Reproduce the records that follow exactly; any picture among them stays out.

■ **EXERCISE INPUTS**:

[Start of Attachment]

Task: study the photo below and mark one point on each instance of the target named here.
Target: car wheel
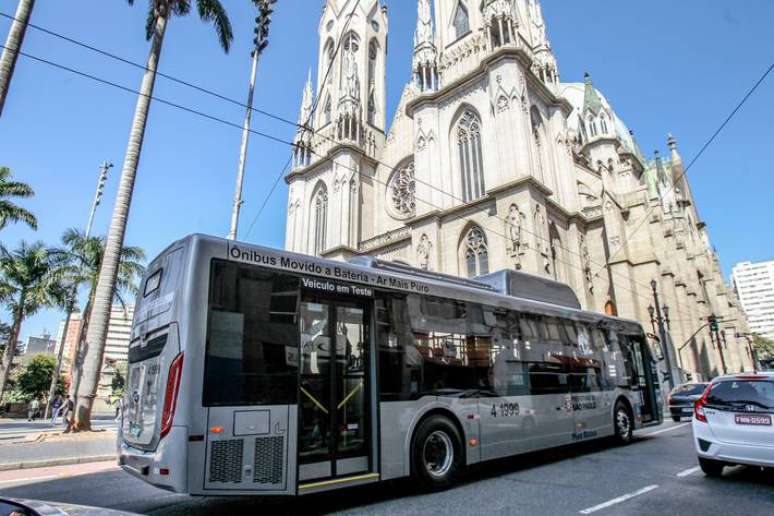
(436, 452)
(711, 468)
(623, 423)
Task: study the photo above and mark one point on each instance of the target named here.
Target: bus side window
(400, 362)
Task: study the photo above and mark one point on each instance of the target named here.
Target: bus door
(333, 410)
(644, 378)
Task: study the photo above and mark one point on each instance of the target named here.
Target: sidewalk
(58, 449)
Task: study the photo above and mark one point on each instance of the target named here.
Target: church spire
(425, 54)
(591, 100)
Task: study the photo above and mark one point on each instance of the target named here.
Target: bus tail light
(698, 407)
(170, 395)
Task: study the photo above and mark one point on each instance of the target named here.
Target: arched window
(471, 156)
(329, 53)
(603, 123)
(537, 134)
(557, 252)
(592, 124)
(475, 252)
(354, 202)
(461, 21)
(327, 111)
(320, 214)
(373, 48)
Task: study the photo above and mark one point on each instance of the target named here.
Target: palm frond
(213, 11)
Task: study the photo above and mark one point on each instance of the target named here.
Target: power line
(305, 127)
(291, 144)
(695, 158)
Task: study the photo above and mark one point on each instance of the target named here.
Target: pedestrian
(32, 409)
(56, 408)
(68, 408)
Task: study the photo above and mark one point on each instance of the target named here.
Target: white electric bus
(257, 371)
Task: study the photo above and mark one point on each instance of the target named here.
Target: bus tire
(623, 423)
(436, 454)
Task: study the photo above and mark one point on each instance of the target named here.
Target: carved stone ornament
(402, 190)
(423, 252)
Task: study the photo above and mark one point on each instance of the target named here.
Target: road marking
(46, 477)
(667, 429)
(618, 500)
(689, 471)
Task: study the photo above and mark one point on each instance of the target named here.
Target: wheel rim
(623, 423)
(438, 454)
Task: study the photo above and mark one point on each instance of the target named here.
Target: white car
(733, 422)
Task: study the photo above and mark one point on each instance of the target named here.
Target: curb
(63, 461)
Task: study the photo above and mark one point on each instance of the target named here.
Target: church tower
(342, 130)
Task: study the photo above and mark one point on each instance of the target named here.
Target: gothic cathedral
(490, 162)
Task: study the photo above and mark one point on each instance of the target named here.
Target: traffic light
(262, 22)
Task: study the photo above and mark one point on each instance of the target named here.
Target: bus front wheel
(436, 452)
(623, 423)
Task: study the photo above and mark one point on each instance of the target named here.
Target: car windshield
(742, 393)
(689, 389)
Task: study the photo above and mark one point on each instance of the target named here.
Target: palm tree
(79, 261)
(29, 281)
(10, 212)
(159, 14)
(12, 46)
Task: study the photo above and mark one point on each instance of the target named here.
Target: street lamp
(662, 335)
(652, 312)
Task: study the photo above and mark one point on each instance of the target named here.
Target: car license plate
(752, 419)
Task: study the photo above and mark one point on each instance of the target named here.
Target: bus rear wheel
(436, 452)
(623, 423)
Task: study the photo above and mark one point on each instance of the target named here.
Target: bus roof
(495, 289)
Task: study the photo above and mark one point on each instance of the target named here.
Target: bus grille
(268, 460)
(226, 461)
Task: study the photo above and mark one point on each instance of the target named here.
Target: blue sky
(665, 66)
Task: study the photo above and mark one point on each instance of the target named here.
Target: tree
(159, 14)
(32, 381)
(79, 260)
(29, 281)
(12, 46)
(763, 346)
(10, 212)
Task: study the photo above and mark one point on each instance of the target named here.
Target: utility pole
(750, 349)
(261, 41)
(714, 330)
(662, 334)
(12, 47)
(72, 298)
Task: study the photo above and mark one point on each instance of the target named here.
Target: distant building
(42, 344)
(119, 333)
(69, 341)
(754, 284)
(117, 342)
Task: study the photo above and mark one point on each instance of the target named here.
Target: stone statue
(352, 81)
(514, 228)
(423, 252)
(424, 32)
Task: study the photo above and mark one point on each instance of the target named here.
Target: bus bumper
(165, 467)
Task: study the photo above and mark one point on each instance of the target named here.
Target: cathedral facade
(491, 162)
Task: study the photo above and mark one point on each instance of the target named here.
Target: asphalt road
(14, 427)
(658, 474)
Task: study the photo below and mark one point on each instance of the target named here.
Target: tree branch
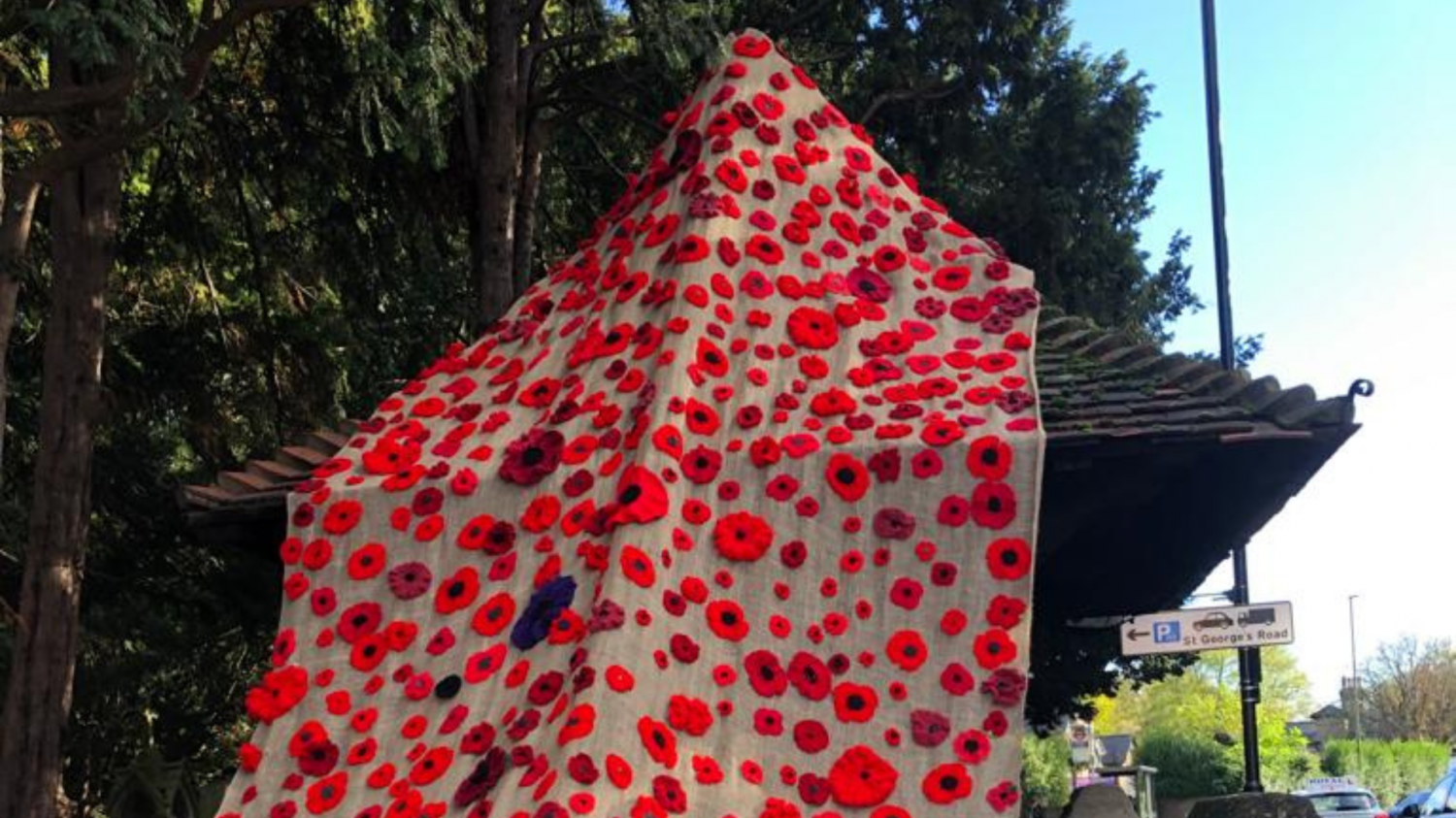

[End of Attachment]

■ **EXERCISE ANSWER**:
Task: study the photo below and mark one point on each instance of the target named here.
Target: car wheel
(436, 452)
(711, 468)
(623, 423)
Task: study the photo above and mark one point on each instance of the target named here.
Target: bus side window
(400, 362)
Task: study the photo above and mark one point on each instance of the target named here.
Target: bus door
(333, 410)
(644, 378)
Task: study the photo above and mark one point on each instance of the target named here.
Target: sidewalk
(58, 449)
Task: study the photo above and mark one point on each instance of the target named here.
Target: church spire
(425, 54)
(591, 100)
Task: study the photo above and mark one point on each instance of the target named here.
Target: bus tail light
(698, 407)
(170, 395)
Task: study the photo above and mark one point on each instance of the target named here.
Target: arched window
(471, 156)
(329, 53)
(603, 123)
(537, 134)
(557, 252)
(592, 124)
(475, 252)
(354, 202)
(461, 21)
(327, 111)
(320, 214)
(373, 48)
Task: study the photo above and mark one point on each instance of the target named here.
Target: palm frond
(213, 11)
Task: study the photo above and mark one point on each instance of the target named here.
Target: power line
(305, 127)
(291, 144)
(695, 158)
Task: study the photo above and mark one point on each instance of the target named here.
Target: pedestrian
(32, 409)
(56, 408)
(68, 408)
Task: study the photo above and mark one point on each instance of the target named here.
Target: white electric bus
(257, 371)
Task: study the photo above and mark one point on each instance of the target named here.
Target: bus tire
(623, 423)
(436, 454)
Task: study the photo above and mark one point on each instance of the target named here.
Target: carved stone ornament
(402, 190)
(423, 252)
Task: study the photo above and mark one point on each instance of the target named here.
Target: road marking
(46, 477)
(667, 429)
(618, 500)
(689, 471)
Task: study the photo above and mark one point on each instance of the target named here.
Target: wheel rim
(623, 423)
(438, 454)
Task: study the photo above and mark one point on each instance of the target named here.
Target: white car
(733, 422)
Task: study the photo above and mark one point on each instance of the target named here.
Target: curb
(63, 461)
Task: study the photo above and mark one point on each instance of the target named here.
Target: church tower
(342, 130)
Task: study the photo above and mark one point on each instance of the target named here.
Target: gothic cathedral
(490, 162)
Task: study the photo above and mark one point on each instance of the target named here.
Target: traffic light
(262, 22)
Task: study the photo above and mark one point on each instance of the target named here.
Target: bus front wheel
(436, 452)
(623, 423)
Task: study the photo above and mark one point on each instance of the target named here.
Target: car windshield
(742, 393)
(689, 389)
Task: study the photo above and mark one point on each instance of the target named here.
Target: palm tree
(79, 261)
(29, 281)
(10, 212)
(159, 14)
(12, 46)
Task: study the photo above and mark one point on each instance of the target named here.
Target: street lamp
(662, 335)
(652, 312)
Task: study the photo above and mark one point on each instance of the target named here.
Target: car license plate
(752, 419)
Task: study the photo above and mark one point on each instance of the target named here.
Target: bus rear wheel
(436, 452)
(623, 423)
Task: study the photo above and mark one point on each instance of the target named here.
Target: bus roof
(495, 289)
Task: study the photo above and mark one point on each instance of the target named here.
Target: bus grille
(268, 460)
(226, 461)
Task: study the photo above and mark one point on each instance of the target named here.
Target: blue sky
(665, 66)
Task: study the photo above and mark one point on each instance of the target named here.
Target: tree
(159, 14)
(32, 381)
(79, 260)
(29, 281)
(12, 46)
(763, 346)
(10, 212)
Task: study the photo above and mark one point on each instance of the target named here.
Target: utility pole
(750, 349)
(261, 41)
(714, 330)
(662, 334)
(12, 47)
(72, 298)
Task: study the photo above and mark one point on each instance of the target named here.
Target: distant building
(42, 344)
(119, 333)
(69, 341)
(754, 284)
(117, 342)
Task: study the photo above and mark one point on each instance of the target named here.
Target: stone statue
(352, 81)
(514, 228)
(423, 252)
(424, 32)
Task: study the photo above and mark one point on each instance of the target named here.
Target: bus bumper
(165, 467)
Task: study the photo above and mark one point on each instance of the target named here.
Target: cathedral facade
(491, 162)
Task: study the photo above and mark one point on each instance of the target named here.
Target: asphalt road
(14, 427)
(658, 474)
Task: study the photo below and mark one point on each instance of the target named here.
Target: tree branch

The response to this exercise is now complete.